(Dataset excerpts on object pointing)
'''
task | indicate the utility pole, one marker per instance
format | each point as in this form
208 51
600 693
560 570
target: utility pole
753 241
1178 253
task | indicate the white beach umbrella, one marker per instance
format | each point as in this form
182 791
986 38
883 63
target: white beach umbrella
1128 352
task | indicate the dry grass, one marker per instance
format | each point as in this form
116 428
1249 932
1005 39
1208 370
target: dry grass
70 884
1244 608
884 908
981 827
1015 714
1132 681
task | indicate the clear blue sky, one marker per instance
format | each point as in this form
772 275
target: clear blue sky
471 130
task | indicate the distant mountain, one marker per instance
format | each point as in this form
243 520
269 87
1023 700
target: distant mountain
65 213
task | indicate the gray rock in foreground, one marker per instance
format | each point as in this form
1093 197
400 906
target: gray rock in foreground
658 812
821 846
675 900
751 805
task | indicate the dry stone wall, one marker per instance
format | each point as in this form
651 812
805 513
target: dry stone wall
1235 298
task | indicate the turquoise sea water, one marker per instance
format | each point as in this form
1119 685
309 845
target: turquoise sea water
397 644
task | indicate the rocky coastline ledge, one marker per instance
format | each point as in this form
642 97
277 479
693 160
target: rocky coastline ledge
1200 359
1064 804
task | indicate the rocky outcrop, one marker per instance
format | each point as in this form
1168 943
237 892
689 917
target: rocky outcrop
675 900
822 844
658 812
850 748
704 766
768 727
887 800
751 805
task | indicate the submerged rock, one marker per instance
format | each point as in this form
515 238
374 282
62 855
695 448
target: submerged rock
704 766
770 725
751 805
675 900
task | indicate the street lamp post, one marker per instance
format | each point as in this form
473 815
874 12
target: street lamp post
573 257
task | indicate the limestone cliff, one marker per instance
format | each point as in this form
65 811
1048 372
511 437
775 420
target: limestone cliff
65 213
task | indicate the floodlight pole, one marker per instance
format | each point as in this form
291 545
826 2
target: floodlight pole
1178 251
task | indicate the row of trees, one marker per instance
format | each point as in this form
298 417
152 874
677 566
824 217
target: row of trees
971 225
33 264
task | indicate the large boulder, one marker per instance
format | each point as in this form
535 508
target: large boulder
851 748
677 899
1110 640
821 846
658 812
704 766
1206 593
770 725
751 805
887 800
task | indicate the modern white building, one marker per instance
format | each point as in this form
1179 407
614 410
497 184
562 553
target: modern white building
'''
> _EXERCISE AIM_
Extract each entry in full, exactly as given.

> _RESULT FOR THIS TASK_
task | indicate the utility pole, one marker per instance
format | each point as in this form
208 51
600 693
560 570
target: utility pole
753 241
1178 253
task | indicate the white beach umbrella, one marker per instance
format | each point as in this form
182 791
986 38
883 63
target: white beach umbrella
1128 352
task | indicate the dry grass, one marker per instance
format | each point as in this form
116 428
1249 932
1005 39
1208 370
target: dry grass
70 884
1244 608
884 908
981 827
1015 714
1132 681
task | indicate the clear blue sky, one marker per instance
format | each point as in this form
772 275
target: clear blue sky
471 130
task | indicate the distant mountain, one marker per instance
format | each point as in this form
243 520
269 87
1023 700
target: distant mountain
65 213
task | indicate the gray rock in foreground, one marker per instance
format | each point as in this form
1093 197
400 906
target: gray rock in foreground
658 812
821 846
675 900
751 805
task | indicate the dry stone wall, one marker per instance
format | each point as in this form
651 812
805 513
target: dry stone wall
1235 298
task | indicate the turquoise sea water, one marker per instance
format | each point as in this form
1119 685
309 845
target: turquoise sea water
397 644
task | indicate the rocky coastline ledge, one marker per instance
format | each point as in this form
642 97
277 479
693 160
target: rocky coastline ledge
1200 359
1064 804
task | indicate the rocky outcrop, one marker per instance
format | each point as in this form
1168 943
237 892
689 917
target: rocky outcrop
675 900
822 844
658 812
850 748
704 766
768 727
887 800
751 805
task | indicate the submerged rock, one marker per instance
format | each point as in this form
515 238
374 282
62 855
695 448
target: submerged rock
704 766
770 725
751 805
675 900
task | indicate the street lamp post, one marker per instance
format | each point as in this form
473 815
874 12
target: street lamp post
573 257
task | indicate the limestone cliff, one marker per instance
format | each point as in this form
65 811
1048 372
511 437
775 420
target: limestone cliff
65 213
task | indicate the floodlight pole, one marker per instance
format | each point as in this form
291 545
826 2
target: floodlight pole
1178 251
task | indicate the row of trees, one marker per instance
format | each point as in this form
298 417
152 874
677 566
824 217
target: row of trees
971 225
33 264
task | indicate the large boulder, one marker per instance
format | each point as in this form
535 508
target: large boulder
851 748
677 899
1110 640
821 846
658 812
704 766
1206 593
770 725
751 805
887 800
task | indicate the modern white building, one marker per instance
format | each point as in this form
1179 407
614 410
497 184
562 553
target: modern white building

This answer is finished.